YOUR ASSIGNMENT -
Using the data that follows, give again word for word the lines between the one holding "Query: dark spot on wing" and the one holding "x=326, y=164", inclusive. Omit the pictures.

Stored data -

---

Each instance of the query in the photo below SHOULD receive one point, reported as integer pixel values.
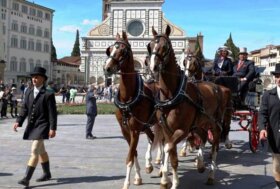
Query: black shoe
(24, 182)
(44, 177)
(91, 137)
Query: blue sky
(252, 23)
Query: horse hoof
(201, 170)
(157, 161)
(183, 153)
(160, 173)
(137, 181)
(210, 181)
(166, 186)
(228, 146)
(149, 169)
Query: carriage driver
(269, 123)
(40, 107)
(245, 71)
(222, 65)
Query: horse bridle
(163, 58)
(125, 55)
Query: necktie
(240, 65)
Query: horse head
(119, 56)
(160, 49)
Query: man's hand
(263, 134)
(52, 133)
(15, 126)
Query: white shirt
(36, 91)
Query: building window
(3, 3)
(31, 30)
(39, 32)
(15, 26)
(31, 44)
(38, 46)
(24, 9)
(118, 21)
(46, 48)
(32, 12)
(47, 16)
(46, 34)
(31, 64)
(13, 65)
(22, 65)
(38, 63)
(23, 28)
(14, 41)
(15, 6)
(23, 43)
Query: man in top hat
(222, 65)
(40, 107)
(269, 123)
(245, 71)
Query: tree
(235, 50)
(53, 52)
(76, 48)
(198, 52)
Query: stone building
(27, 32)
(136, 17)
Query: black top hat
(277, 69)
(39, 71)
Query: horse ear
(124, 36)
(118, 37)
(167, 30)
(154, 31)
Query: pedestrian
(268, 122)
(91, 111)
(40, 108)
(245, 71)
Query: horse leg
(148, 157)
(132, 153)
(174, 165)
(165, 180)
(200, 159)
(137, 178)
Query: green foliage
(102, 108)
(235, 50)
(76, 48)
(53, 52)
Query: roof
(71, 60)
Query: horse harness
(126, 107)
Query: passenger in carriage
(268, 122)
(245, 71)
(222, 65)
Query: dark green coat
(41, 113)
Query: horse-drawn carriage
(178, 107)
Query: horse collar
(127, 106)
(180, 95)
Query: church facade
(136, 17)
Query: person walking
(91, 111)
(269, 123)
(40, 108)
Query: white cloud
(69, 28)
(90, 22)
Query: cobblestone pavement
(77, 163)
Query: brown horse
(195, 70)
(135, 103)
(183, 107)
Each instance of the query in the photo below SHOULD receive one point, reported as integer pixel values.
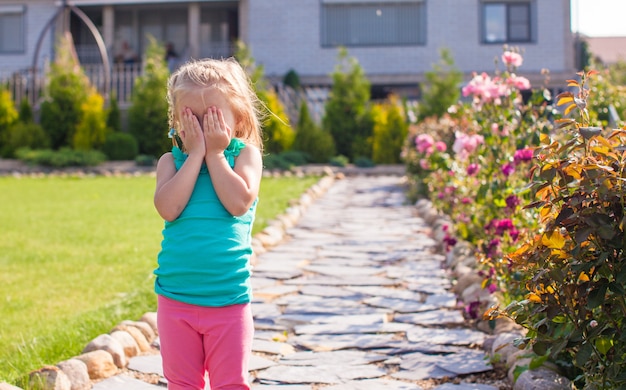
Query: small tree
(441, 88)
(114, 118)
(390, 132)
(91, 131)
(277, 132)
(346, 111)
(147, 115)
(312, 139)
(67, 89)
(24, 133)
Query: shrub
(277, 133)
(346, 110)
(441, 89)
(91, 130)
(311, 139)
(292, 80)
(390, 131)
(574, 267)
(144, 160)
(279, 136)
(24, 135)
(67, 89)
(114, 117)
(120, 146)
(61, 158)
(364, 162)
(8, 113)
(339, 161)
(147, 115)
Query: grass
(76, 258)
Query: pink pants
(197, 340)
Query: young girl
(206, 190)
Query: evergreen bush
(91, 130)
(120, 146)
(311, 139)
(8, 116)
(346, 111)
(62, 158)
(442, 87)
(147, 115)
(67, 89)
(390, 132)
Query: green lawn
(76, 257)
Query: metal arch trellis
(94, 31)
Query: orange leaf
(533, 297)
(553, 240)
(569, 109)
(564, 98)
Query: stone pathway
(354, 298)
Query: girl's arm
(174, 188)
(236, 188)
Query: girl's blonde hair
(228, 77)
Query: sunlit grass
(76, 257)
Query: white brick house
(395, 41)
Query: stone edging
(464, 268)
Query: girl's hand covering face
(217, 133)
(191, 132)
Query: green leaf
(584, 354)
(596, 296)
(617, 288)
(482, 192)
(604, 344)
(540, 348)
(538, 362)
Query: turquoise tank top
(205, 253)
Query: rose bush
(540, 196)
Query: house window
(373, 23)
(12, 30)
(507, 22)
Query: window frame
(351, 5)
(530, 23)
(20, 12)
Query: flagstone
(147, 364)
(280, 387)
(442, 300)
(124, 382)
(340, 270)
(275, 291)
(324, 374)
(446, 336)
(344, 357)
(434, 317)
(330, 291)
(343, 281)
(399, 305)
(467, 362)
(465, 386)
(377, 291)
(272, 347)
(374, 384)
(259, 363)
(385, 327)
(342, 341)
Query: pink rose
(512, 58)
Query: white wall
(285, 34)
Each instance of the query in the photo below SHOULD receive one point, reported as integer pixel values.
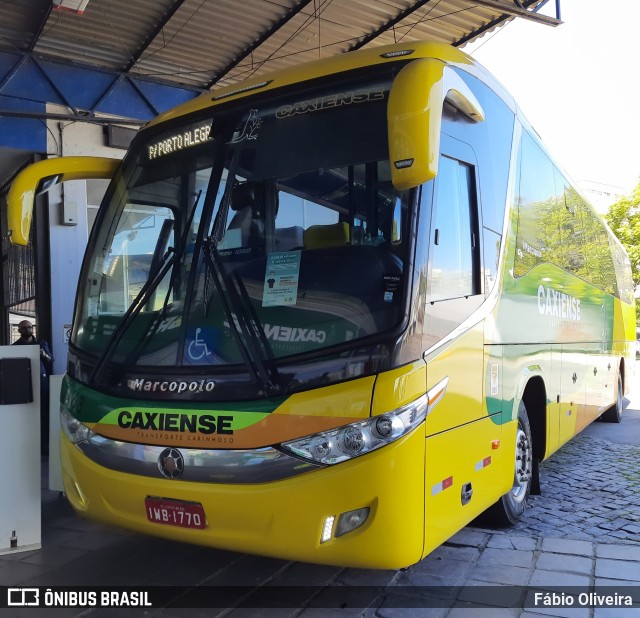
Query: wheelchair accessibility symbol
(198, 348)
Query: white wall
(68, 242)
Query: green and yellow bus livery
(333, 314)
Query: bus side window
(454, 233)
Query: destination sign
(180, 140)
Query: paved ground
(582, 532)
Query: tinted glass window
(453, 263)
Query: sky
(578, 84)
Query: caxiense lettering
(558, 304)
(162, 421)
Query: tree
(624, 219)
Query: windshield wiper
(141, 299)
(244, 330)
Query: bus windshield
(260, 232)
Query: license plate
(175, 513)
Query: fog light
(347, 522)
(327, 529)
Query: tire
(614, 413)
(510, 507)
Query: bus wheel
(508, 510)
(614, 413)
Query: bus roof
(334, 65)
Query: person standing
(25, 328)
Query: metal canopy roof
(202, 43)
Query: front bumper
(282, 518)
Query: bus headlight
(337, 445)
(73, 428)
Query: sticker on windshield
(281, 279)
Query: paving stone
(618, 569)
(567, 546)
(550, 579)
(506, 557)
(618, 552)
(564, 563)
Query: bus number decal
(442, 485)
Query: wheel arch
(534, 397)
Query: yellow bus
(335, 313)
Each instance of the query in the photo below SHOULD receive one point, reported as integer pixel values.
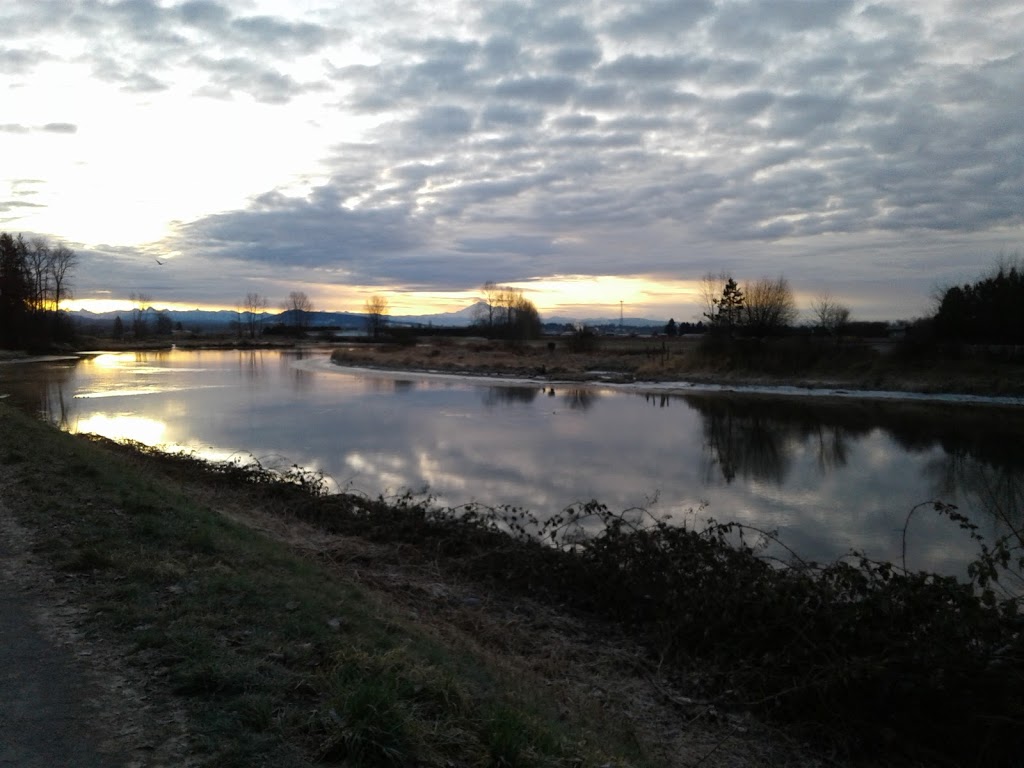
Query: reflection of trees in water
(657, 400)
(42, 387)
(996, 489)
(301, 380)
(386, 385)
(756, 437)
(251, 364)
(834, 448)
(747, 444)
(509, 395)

---

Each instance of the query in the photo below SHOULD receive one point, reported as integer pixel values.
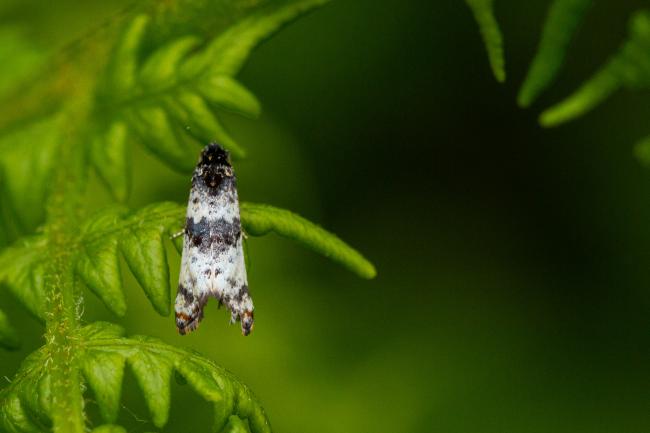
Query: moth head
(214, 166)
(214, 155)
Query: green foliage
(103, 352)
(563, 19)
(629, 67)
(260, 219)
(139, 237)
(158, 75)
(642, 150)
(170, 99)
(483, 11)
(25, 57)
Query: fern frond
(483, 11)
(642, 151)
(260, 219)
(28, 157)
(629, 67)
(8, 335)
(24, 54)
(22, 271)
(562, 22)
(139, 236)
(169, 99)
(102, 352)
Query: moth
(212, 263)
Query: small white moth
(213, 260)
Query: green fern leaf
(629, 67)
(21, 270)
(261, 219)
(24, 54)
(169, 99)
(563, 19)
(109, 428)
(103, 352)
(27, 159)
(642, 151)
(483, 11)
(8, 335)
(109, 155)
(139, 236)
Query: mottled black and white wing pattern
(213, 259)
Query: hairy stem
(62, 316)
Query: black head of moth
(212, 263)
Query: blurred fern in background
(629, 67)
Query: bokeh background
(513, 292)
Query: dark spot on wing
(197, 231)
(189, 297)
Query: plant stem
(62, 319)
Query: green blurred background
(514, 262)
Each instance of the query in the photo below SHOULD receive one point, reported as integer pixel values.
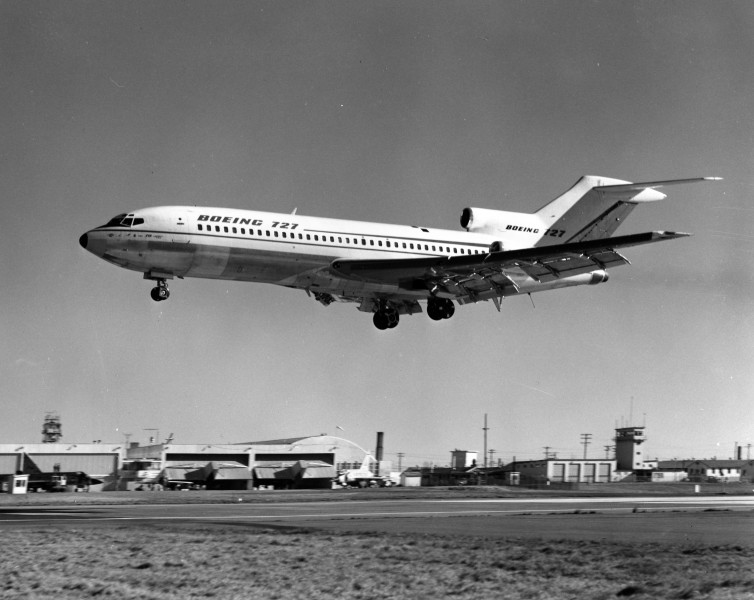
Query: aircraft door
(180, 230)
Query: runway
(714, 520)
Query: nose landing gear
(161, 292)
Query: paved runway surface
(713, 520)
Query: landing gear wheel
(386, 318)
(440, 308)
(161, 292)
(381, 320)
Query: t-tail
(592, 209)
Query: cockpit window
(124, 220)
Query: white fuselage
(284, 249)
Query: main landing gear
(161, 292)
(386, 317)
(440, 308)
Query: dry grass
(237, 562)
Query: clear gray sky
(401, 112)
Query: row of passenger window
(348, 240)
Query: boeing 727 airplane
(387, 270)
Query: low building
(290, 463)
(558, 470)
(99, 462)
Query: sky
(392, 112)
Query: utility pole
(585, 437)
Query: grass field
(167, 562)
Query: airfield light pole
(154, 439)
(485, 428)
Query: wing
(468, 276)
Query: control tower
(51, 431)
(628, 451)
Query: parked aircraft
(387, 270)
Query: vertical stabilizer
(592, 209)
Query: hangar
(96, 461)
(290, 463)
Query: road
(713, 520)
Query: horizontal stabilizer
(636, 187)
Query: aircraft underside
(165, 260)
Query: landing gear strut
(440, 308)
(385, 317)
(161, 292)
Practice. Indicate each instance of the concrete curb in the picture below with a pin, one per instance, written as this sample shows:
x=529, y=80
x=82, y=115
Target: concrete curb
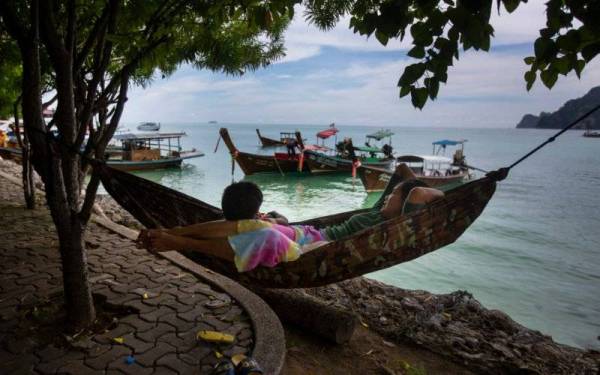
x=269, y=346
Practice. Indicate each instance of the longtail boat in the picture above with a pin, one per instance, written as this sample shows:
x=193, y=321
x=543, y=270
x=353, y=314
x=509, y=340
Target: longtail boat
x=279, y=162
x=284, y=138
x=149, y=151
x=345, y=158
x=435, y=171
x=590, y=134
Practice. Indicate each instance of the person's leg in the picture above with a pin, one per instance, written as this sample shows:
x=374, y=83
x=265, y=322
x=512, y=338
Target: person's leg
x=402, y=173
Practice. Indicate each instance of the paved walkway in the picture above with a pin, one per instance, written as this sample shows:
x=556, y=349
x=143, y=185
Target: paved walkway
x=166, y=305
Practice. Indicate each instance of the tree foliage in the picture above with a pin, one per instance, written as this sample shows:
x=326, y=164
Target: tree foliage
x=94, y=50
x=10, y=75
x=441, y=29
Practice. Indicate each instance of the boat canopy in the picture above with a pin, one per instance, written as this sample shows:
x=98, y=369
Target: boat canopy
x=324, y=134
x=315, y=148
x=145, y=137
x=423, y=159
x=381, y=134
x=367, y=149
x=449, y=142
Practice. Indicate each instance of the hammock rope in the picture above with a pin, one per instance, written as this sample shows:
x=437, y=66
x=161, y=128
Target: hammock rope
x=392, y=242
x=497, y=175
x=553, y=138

---

WRITTEN SOLUTION -
Query: dark spot on wing
(197, 231)
(189, 297)
Query: plant stem
(62, 319)
Query: green blurred background
(514, 262)
Each instance of the query in the photo below SHOULD receive one point, reported as integer pixel values.
Query: aircraft door
(180, 230)
Query: runway
(714, 520)
Query: nose landing gear
(161, 292)
Query: paved runway surface
(713, 520)
Query: landing gear wheel
(386, 318)
(440, 308)
(161, 292)
(381, 320)
Query: t-tail
(592, 209)
Query: cockpit window
(124, 220)
Query: white fuselage
(284, 249)
Query: main landing gear
(161, 292)
(386, 317)
(440, 308)
Query: dry grass
(237, 562)
Query: clear gray sky
(401, 112)
Query: row of passenger window
(348, 240)
Query: boeing 727 airplane
(387, 270)
Query: low building
(290, 463)
(558, 470)
(99, 462)
Query: sky
(392, 112)
Query: utility pole
(585, 437)
Query: grass field
(167, 562)
Query: airfield light pole
(154, 439)
(485, 428)
Query: wing
(468, 276)
Query: control tower
(51, 431)
(628, 451)
Query: parked aircraft
(387, 270)
Query: vertical stabilizer
(592, 209)
Query: hangar
(96, 461)
(290, 463)
Query: road
(713, 520)
Query: horizontal stabilizer
(636, 187)
Query: aircraft underside
(165, 260)
Query: landing gear strut
(440, 308)
(385, 317)
(161, 292)
Practice. Indicate each instance of the concrete curb in the picture below with a pin, one per instance, written as this sample shows:
x=529, y=80
x=82, y=115
Target: concrete curb
x=269, y=346
Practice. Indicate each instance of the longtail boat in the picture above with a pin, one per instance, written as this sample shows:
x=193, y=321
x=543, y=270
x=353, y=314
x=509, y=340
Target: longtail boat
x=279, y=162
x=284, y=138
x=149, y=151
x=345, y=158
x=435, y=171
x=590, y=134
Practice. Indicate each instance of the person's leg in the picture above with a pin, one per instance, written as this sample shows:
x=374, y=83
x=265, y=322
x=512, y=338
Target: person's leg
x=402, y=173
Practice. Indicate each instance of the paved walkway in the picture above with a pin, one per instance, written as this sample shows:
x=556, y=349
x=143, y=185
Target: paved walkway
x=166, y=305
Practice. Indicate each instance of the tree foliage in the picture above with a pin, one per instance, written as this sample shows:
x=326, y=164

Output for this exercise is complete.